* _Set task_:
Pick out and copy every line in the entries below that contains the word "outline". Case counts.

* _Data extract_:

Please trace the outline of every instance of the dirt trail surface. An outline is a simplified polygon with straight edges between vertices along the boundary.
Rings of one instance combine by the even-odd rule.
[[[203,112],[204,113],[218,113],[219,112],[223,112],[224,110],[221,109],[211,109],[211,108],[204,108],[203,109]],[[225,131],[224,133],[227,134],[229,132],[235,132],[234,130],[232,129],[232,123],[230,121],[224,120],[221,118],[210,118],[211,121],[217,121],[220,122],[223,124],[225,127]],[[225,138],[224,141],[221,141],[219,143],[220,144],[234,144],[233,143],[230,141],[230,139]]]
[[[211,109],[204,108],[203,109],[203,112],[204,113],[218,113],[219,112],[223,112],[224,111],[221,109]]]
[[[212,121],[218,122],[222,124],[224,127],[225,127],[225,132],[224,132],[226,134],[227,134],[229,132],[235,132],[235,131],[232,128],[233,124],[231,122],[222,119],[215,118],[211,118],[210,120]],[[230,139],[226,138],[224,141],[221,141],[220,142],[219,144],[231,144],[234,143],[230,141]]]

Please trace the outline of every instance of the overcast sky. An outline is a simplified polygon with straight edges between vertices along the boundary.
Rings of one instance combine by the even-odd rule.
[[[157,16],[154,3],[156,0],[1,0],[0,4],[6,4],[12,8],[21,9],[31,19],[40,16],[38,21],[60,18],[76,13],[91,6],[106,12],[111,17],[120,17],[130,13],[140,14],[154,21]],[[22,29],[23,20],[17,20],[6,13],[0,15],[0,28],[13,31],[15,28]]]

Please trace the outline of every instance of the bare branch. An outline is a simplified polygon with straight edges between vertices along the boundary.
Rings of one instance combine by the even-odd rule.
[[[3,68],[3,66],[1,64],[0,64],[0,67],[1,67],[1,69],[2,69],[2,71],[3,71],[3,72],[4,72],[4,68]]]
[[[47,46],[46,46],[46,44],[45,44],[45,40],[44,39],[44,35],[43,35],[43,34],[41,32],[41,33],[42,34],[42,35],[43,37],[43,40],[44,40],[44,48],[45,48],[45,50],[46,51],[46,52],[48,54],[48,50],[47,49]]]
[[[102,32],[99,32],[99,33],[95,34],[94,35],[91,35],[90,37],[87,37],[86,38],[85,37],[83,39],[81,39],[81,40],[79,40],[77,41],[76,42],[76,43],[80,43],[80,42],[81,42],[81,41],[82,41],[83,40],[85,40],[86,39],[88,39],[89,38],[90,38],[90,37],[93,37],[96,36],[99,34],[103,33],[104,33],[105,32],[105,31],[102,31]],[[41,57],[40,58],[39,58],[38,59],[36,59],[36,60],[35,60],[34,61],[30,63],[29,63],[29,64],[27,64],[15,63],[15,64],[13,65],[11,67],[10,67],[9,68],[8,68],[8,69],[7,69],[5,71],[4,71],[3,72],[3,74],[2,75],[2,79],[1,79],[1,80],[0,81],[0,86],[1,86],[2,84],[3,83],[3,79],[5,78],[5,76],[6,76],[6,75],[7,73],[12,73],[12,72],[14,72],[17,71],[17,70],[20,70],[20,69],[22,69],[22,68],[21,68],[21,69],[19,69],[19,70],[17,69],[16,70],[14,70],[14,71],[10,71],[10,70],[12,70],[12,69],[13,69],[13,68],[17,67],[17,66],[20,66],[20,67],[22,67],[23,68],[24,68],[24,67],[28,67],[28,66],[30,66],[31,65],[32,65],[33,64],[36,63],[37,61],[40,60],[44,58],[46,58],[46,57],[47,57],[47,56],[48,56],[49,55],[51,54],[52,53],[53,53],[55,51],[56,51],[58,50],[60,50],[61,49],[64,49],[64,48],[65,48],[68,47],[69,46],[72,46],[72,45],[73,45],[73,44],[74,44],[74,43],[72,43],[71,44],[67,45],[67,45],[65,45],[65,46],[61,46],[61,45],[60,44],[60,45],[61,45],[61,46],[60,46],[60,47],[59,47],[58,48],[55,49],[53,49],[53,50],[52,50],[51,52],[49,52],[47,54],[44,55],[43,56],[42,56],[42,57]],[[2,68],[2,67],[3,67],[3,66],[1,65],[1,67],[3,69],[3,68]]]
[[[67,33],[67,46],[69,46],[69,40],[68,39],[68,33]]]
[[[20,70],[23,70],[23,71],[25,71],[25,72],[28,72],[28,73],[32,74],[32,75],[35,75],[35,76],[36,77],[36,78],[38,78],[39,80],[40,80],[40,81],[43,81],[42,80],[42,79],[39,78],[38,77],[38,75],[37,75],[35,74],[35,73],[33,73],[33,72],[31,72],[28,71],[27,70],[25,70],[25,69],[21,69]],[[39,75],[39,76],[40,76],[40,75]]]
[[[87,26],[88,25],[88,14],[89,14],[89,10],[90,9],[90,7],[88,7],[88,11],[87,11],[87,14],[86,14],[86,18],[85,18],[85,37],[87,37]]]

* _Answer to this task_:
Please trace the outline of every instance of the dirt trail surface. An outline is a simplified polygon with straight edges between vertices along the boundary.
Please trace the outline of every instance of the overcast sky. An outline is a simplified polygon with straight edges between vertices along the boundary.
Please trace the outline of every instance of the bare branch. An outline is a simplified polygon with straight edges between vertices along the boundary.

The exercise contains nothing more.